Description of the task> Render the items below, from their start through the line containing "Trace every instance of the bracelet" inclusive, as a Markdown table with a Row column for the row number and a Line column for the text. Leave out blank lines.

Stored dataset items
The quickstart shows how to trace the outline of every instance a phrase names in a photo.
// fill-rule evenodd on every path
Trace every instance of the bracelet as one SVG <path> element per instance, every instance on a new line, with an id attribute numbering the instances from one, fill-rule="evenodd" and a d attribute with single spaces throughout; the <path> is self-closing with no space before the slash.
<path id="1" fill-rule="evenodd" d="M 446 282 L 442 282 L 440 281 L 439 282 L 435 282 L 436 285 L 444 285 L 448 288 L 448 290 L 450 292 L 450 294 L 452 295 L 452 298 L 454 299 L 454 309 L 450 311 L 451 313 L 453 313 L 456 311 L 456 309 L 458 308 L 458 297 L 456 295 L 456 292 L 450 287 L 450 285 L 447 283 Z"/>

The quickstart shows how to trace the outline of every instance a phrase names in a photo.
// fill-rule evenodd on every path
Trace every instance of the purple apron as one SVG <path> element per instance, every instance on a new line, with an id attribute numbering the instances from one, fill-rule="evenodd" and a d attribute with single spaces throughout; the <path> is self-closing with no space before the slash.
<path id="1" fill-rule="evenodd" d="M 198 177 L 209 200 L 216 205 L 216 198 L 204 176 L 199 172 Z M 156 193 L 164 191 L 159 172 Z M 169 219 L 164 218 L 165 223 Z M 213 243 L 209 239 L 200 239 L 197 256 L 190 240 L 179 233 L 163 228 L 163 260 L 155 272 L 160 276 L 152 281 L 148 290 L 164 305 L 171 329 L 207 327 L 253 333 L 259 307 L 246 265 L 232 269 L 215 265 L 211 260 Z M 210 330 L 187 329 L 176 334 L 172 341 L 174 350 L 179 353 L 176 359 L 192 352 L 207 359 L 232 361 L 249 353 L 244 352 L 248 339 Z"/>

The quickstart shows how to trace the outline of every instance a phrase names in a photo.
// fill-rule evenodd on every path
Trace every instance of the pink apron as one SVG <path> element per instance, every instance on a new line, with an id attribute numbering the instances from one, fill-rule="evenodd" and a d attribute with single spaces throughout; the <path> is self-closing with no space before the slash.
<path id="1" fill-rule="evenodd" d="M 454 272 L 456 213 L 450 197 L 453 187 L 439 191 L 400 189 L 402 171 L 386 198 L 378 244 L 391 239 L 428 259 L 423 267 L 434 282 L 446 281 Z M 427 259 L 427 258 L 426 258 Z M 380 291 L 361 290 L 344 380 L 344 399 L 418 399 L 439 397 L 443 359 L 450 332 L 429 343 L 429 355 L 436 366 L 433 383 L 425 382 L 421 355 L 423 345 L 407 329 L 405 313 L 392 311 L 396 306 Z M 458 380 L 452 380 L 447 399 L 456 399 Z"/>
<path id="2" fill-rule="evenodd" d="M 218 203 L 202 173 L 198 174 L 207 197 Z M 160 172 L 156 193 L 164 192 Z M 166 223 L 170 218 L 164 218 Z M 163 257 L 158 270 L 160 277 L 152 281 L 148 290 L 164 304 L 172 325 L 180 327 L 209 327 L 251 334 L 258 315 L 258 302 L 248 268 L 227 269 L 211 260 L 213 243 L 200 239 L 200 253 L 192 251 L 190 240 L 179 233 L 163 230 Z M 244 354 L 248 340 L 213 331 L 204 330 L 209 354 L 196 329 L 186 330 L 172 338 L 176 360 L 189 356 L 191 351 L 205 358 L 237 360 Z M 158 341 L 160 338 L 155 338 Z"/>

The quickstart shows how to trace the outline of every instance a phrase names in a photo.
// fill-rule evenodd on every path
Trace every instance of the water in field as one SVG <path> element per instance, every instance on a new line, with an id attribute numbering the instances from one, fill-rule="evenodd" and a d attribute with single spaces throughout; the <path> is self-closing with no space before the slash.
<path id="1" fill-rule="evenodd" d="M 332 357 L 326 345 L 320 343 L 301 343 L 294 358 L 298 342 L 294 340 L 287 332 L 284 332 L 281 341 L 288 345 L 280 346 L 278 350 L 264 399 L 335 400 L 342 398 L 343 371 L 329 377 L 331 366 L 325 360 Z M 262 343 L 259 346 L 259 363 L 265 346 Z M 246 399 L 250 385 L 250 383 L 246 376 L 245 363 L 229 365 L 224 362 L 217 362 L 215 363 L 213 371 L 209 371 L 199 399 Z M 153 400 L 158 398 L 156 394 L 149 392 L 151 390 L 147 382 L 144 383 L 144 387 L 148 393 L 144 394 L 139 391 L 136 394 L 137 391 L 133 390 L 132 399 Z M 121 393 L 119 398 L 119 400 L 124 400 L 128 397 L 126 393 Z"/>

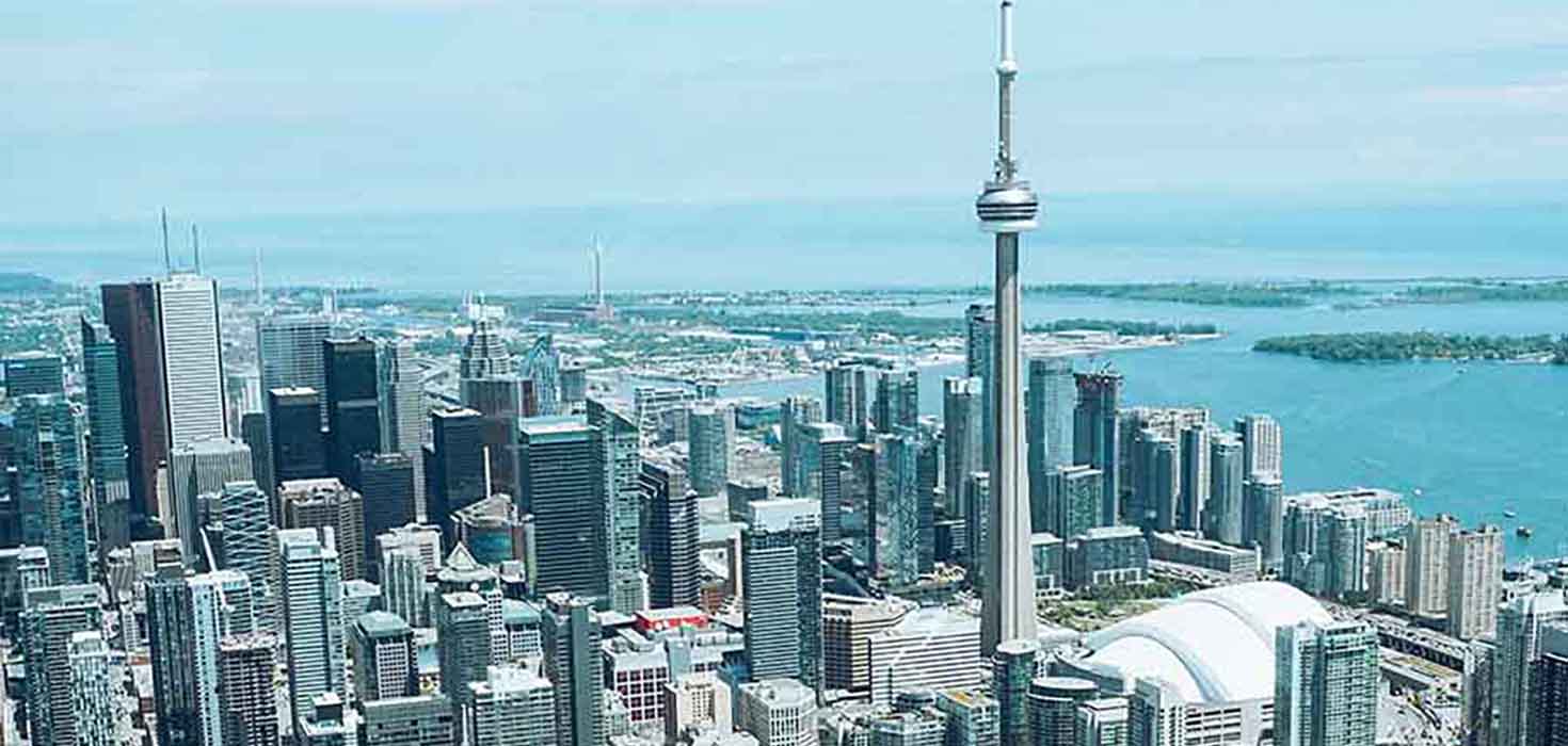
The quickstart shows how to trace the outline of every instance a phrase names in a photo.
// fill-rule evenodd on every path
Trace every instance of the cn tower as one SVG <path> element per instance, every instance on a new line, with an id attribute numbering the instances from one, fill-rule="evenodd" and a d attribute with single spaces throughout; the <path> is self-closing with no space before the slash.
<path id="1" fill-rule="evenodd" d="M 1013 158 L 1013 0 L 1002 0 L 1002 60 L 997 80 L 996 166 L 975 201 L 980 230 L 996 235 L 996 334 L 993 348 L 991 422 L 993 473 L 989 555 L 982 591 L 982 646 L 1035 639 L 1035 567 L 1029 556 L 1029 484 L 1024 470 L 1024 392 L 1021 386 L 1021 326 L 1018 317 L 1018 234 L 1033 230 L 1040 201 L 1019 179 Z"/>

Output for this task>
| Row | Line |
|---|---|
| 1 | The quickstart shows how to trace the outline of every instance a phrase names in a photo. |
| 2 | // fill-rule evenodd on every path |
| 3 | Trace every instance of the bracelet as one SVG <path> element per instance, every instance on a new line, with an id attribute numbering the instances from one, fill-rule="evenodd" and a d attribute with single spaces throughout; the <path> is self-closing with no space before the slash. |